Can you reproduce the records below with each "marker" swapped for "dot" and every other character left untouched?

--- RECORD SET ---

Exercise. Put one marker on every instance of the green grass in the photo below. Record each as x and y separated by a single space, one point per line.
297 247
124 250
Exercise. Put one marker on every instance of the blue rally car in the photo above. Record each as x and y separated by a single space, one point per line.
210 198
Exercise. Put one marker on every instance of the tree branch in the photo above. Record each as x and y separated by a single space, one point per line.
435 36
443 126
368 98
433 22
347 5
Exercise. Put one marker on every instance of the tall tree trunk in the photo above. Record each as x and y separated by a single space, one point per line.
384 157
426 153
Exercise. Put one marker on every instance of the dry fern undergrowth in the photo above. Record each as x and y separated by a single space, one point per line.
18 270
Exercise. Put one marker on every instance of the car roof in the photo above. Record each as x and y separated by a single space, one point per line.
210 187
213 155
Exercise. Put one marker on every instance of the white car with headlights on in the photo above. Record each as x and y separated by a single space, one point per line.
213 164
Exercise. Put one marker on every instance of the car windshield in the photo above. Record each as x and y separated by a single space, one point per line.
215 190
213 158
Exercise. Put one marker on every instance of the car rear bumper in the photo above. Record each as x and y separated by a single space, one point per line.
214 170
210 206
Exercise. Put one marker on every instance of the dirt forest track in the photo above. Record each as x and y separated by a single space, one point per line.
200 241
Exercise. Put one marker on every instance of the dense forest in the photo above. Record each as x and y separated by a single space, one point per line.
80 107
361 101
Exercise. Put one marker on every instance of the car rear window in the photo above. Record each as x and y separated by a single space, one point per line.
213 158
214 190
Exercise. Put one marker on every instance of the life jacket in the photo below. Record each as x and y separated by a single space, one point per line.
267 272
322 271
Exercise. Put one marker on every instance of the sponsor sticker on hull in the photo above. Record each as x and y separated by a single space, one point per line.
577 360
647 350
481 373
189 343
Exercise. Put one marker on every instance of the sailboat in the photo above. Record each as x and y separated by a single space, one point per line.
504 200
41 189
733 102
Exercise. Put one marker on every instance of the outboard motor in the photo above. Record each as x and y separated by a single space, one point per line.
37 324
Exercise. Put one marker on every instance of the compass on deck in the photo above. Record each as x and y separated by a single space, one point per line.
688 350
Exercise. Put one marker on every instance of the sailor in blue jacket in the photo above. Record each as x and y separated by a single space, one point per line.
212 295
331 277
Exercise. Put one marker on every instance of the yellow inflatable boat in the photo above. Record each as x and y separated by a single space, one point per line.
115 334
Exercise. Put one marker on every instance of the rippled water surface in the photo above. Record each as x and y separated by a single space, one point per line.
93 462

---

* [COMPLETE ANSWER]:
Exercise. Put one dot on every instance of the green grass in the photo below. Record each as x and y separated by a single space, one point per line.
297 247
124 250
Exercise. Put one dot on every instance of the blue rally car in the photo above. Record each as x and y separated by a single space, one point per line.
210 198
Exercise. Put one dot on every instance of the tree branch in the photo above. Record each as x and y separated by a single space, one point per line.
435 36
443 126
368 98
433 22
347 5
Exercise. Put one dot on every instance of the tall tree trunk in the photo above. Record each as x and y separated by a single space, one point per line.
384 157
426 153
Exercise. Put one dot on every instance of the dry fern undergrowth in the photo above. Record each as x and y separated by a single space, one point per line.
18 270
Exercise. Put one dot on every instance of the car roof in the photo above. Record each as x and y separated by a single space, one point per line.
210 187
213 155
Exercise. Put one dot on every instance of the white car with headlights on in the photo above. Record each as x and y separated by a single space, one point per line.
213 164
Exercise. Put one dot on every instance of the car windshield in the photo above. Record each as x and y separated by a single space, one point per line.
215 190
213 158
Exercise. Put one dot on every instance of the car rear bumper in the photo above. Record each as x and y separated by a single space, one point per line.
214 170
210 206
Exercise. Put one dot on every instance of the dirt forest track in the photo above. Record each as x and y separated by a single space, one point per line.
200 241
Exercise. Put one dot on every instance of the dense forest in the photo above. Record each as x and y separated by a single space, one point per line.
80 107
361 101
Exercise. Put one dot on every instance of the car rear window in the photo above. Record each as x and y separated by a single space, one point per line.
213 158
214 190
Exercise. Put one dot on every instance of the life jacket in the photo below. Record each as x and y separated by a single space, one point per line.
267 272
322 271
Exercise. Put one dot on every instance of the sponsor sticker on hull in the photo above. Record each as x and y separated by a single space, one point per line.
577 360
647 350
481 373
189 343
Exercise. Put one dot on every instance of the sailboat in the photo above. Record each as x and y separated by a single space, one point per line.
504 200
41 189
733 102
Exercise. Put one dot on every instance of the outboard motor in the photo above. Record each as x and y separated by a single space, one point per line.
37 324
Exercise. Put one dot on every instance of the compass on deck in the photo above. Record each as x and y separated by a single space, one point per line.
688 350
Exercise. Put one dot on every instance of the sailor in blue jacket in the photo above. Record each as x and y separated by a single space, one point per line.
212 295
331 277
Exercise. Put one dot on every instance of the yellow inflatable boat in the photo above. Record each as x and y separated by a single space, one point per line.
115 334
Exercise. Put one dot on every instance of the rippled water surface in the photo above. Record each as x and y separated by a single space, one point per line.
93 462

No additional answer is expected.